TRY IT | Reproduce the following announcement about Fresno Pacific University's program changes in full, word for word.

GIVEN PASSAGE |

=====

Fresno Pacific University is reshaping services, operations and academics to enhance its students’ ability to thrive.
The university will no longer enroll students in 16 programs that have historically had low enrollment vs. costs, indicating lack of student interest. The 88 students affected—about 3 percent of the 2023-24 enrollment of 2,912—will be offered the classes and resources they need to complete their degrees on time.
“We are in a dynamic and complex time in higher education,” says FPU President André Stephens. “A season that calls for courageous leadership to face the historic challenges and emerging opportunities before us. A season that calls us to renew our imagination and cast our vision to see the students of the Central Valley and beyond achieve their dreams. Our renewed focus must be on providing an excellent, holistic, biblically integrated education.”
Decisions on which programs to suspend were informed by data and based on criteria developed in consultation with a committee of deans, faculty and staff. The FPU Board of Trustees affirmed the plan at its meetings October 27-28, 2023.
The affected programs are:
- Traditional undergraduate
- Arts administration
- Biblical/theological studies
- Chemistry B.A.
- Chemistry B.S.
- Graphic design
- Mathematics B.A.
- Mathematics B.S.
- Applied mathematics
- Political science
- Bachelor’s degree completion
- Computer information systems
- M.A. in sports administration
- M.A. in theology, Old Testament
Courses in many of these areas will still be available to fulfill general education requirements and requirements in other majors.
Suspending these programs and reducing faculty in others will mean 11 faculty will end their employment with FPU in June 2024 after completing their spring semester teaching contract. These positions represent about 10 percent of FPU’s 109 regular faculty members. In addition, 12 faculty positions that are either term, currently open or will become open due to retirement will not be filled. All affected faculty have been notified and students in the programs are being contacted personally.

=====

EXTRACTED INFORMATION |

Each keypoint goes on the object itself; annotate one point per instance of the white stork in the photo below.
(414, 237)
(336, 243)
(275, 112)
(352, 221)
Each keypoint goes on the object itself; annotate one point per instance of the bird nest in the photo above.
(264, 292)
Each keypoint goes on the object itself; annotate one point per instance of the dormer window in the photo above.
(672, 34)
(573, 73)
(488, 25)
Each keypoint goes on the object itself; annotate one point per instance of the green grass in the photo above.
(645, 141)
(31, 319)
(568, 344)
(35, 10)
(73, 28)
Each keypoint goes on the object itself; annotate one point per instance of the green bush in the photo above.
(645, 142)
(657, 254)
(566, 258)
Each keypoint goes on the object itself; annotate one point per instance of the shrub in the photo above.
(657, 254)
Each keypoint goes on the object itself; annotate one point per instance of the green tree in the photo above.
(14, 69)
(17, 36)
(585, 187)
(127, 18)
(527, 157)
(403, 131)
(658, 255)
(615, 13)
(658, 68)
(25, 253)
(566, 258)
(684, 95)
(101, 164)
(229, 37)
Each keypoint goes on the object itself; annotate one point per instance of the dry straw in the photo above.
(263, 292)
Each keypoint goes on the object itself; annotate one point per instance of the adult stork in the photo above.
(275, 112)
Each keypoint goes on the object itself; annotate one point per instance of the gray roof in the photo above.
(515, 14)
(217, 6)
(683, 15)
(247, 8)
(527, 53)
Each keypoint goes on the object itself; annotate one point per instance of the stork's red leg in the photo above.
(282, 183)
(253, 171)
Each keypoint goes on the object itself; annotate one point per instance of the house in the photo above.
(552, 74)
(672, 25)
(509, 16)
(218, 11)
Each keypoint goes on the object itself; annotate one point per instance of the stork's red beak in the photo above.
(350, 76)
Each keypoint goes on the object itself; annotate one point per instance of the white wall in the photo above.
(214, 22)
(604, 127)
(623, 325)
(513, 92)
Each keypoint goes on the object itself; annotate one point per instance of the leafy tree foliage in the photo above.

=====

THE ANSWER |
Fresno Pacific University is reshaping services, operations and academics to enhance its students’ ability to thrive.
The university will no longer enroll students in 16 programs that have historically had low enrollment vs. costs, indicating lack of student interest. The 88 students affected—about 3 percent of the 2023-24 enrollment of 2,912—will be offered the classes and resources they need to complete their degrees on time.
“We are in a dynamic and complex time in higher education,” says FPU President André Stephens. “A season that calls for courageous leadership to face the historic challenges and emerging opportunities before us. A season that calls us to renew our imagination and cast our vision to see the students of the Central Valley and beyond achieve their dreams. Our renewed focus must be on providing an excellent, holistic, biblically integrated education.”
Decisions on which programs to suspend were informed by data and based on criteria developed in consultation with a committee of deans, faculty and staff. The FPU Board of Trustees affirmed the plan at its meetings October 27-28, 2023.
The affected programs are:
- Traditional undergraduate
- Arts administration
- Biblical/theological studies
- Chemistry B.A.
- Chemistry B.S.
- Graphic design
- Mathematics B.A.
- Mathematics B.S.
- Applied mathematics
- Political science
- Bachelor’s degree completion
- Computer information systems
- M.A. in sports administration
- M.A. in theology, Old Testament
Courses in many of these areas will still be available to fulfill general education requirements and requirements in other majors.
Suspending these programs and reducing faculty in others will mean 11 faculty will end their employment with FPU in June 2024 after completing their spring semester teaching contract. These positions represent about 10 percent of FPU’s 109 regular faculty members. In addition, 12 faculty positions that are either term, currently open or will become open due to retirement will not be filled. All affected faculty have been notified and students in the programs are being contacted personally.